== Written tasks ==
**A.** Using the text on enabling constraints, decide whether each statement agrees with it. Answer yes or no for each, and quote the words of the text that decide it.
(i) Customer Tests are also called Acceptance Tests.
(ii) Under the principle of subsidiarity, a company's high-ups choose the enabling constraints.
(iii) In Waterfall's Big Bang approach, all the features are released towards the end of the project.
**B.** Translate this sentence from the text on enabling constraints into Spanish: "Subsidiarity is a principle that says regulation should happen on the local level."
**C.** According to the text on enabling constraints, which personality trait is required to agree to be constrained?

== Text block ==
*****
Small Releases is about releasing small batches of features to the customer early and continuously. It's the opposite of Waterfall's Big Bang approach, where all the features are released towards the end of the project. To enable this requires constraining large-release desires within the team.

Customer Tests

They are also known as Acceptance Tests. It's a practice where tests are included in the specifications of stories. It constrains developers from declaring a story as developed until all its acceptance tests have passed. But it enables more quality.

Whole Team

The practice where those working on a project co-locate (sit together). It constrains individual members from sitting wherever they like. But it enables serendipitous and nonverbal communication.

Social Thought

Who should choose enabling constraints? Tradition suggests the answer lies in a balance of subsidiarity and solidarity.

Subsidiarity is a principle that says regulation should happen on the local level. By this principle, the local leaders of a team, such as team leaders and tech leads, have the authority to choose their enabling constraints.

Solidarity is about the unity, alignment, and good of the whole. It motivates a central authority (such as the federal government in the USA) to regulate the entire organisation. A company's high-ups choose the enabling constraints in this view.

Because a central authority isn't in the trenches, they may not know what the best solutions for local issues are. A balance of subsidiarity and solidarity is therefore needed.

Conclusion

We enable ourselves with constraints. How ironic! Sport. Agile. Kanban. DevOps. We observe it all around us. It takes discipline to play along, though, to agree to be constrained. Conscientiousness, the personality trait, is required for that. We should, therefore, strive to have proper enabling constraints and conscientious members if we want to be a high-performance team.

P.S.

This article is an extension, with several changes, of the original Enabling Constraint article I published on Apr 24, 2023.
*****
== Source data ==
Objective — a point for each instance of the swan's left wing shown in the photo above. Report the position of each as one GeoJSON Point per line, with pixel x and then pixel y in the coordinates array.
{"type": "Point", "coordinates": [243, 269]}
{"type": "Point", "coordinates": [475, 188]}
*****
== Expected outputs ==
**A.**
(i) Yes: "They are also known as Acceptance Tests."
(ii) No: "the local leaders of a team, such as team leaders and tech leads, have the authority to choose their enabling constraints."
(iii) Yes: "It's the opposite of Waterfall's Big Bang approach, where all the features are released towards the end of the project."

**B.** La subsidiariedad es un principio que establece que la regulación debe darse a nivel local.

**C.** Conscientiousness.